====== SOURCE PASSAGE ======

On Tue, Oct 25, 2022 at 10:11 AM Alistair Popple <apopple@nvidia.com> wrote:
>
>
> Matthew Wilcox <willy@infradead.org> writes:
>
> > On Mon, Oct 24, 2022 at 10:23:51PM +0200, Jann Horn wrote:
> >> """
> >> This guarantees that the page tables that are being walked
> >> aren't freed concurrently, but at the end of the walk, we
> >> have to grab a stable reference to the referenced page.
> >> For this we use the grab-reference-and-revalidate trick
> >> from above again:
> >> First we (locklessly) load the page
> >> table entry, then we grab a reference to the page that it
> >> points to (which can fail if the refcount is zero, in that
> >> case we bail), then we recheck that the page table entry
> >> is still the same, and if it changed in between, we drop the
> >> page reference and bail.
> >> This can, again, grab a reference to a page after it has
> >> already been freed and reallocated. The reason why this is
> >> fine is that the metadata structure that holds this refcount,
> >> `struct folio` (or `struct page`, depending on which kernel
> >> version you're looking at; in current kernels it's `folio`
> >> but `struct page` and `struct folio` are actually aliases for
> >> the same memory, basically, though that is supposed to maybe
> >> change at some point) is never freed; even when a page is
> >> freed and reallocated, the corresponding `struct folio`
> >> stays. This does have the fun consequence that whenever a
> >> page/folio has a non-zero refcount, the refcount can
> >> spuriously go up and then back down for a little bit.
> >> (Also it's technically not as simple as I just described it,
> >> because the `struct page` that the PTE points to might be
> >> a "tail page" of a `struct folio`.
> >> So actually we first read the PTE, the PTE gives us the
> >> `page*`, then from that we go to the `folio*`, then we
> >> try to grab a reference to the `folio`, then if that worked
> >> we check that the `page` still points to the same `folio`,
> >> and then we recheck that the PTE is still the same.)
> >> """
> >
> > Nngh.  In trying to make this description fit all kernels (with
> > both pages and folios), you've complicated it maximally.  Let's
> > try a more simple explanation:
> >
> > First we (locklessly) load the page table entry, then we grab a
> > reference to the folio that contains it (which can fail if the
> > refcount is zero, in that case we bail), then we recheck that the
> > page table entry is still the same, and if it changed in between,
> > we drop the folio reference and bail.

====== ENTRIES PROVIDED ======

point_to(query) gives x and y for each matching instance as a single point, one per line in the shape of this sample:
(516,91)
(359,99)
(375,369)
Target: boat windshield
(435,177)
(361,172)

======

> [INSTRUCTIONS]
A – In the mailing-list excerpt, reproduce the part that opens with the words containing "On Tue, Oct" and closes with "the referenced page.", switching "page tables" to "paging structures".
B – According to the mailing-list excerpt, which metadata structure holding the refcount is never freed, even when a page is freed and reallocated?

> [ANSWER LIST]
A –
On Tue, Oct 25, 2022 at 10:11 AM Alistair Popple <apopple@nvidia.com> wrote:
>
>
> Matthew Wilcox <willy@infradead.org> writes:
>
> > On Mon, Oct 24, 2022 at 10:23:51PM +0200, Jann Horn wrote:
> >> """
> >> This guarantees that the paging structures that are being walked
> >> aren't freed concurrently, but at the end of the walk, we
> >> have to grab a stable reference to the referenced page.

B – `struct folio`, or `struct page`, depending on the kernel version.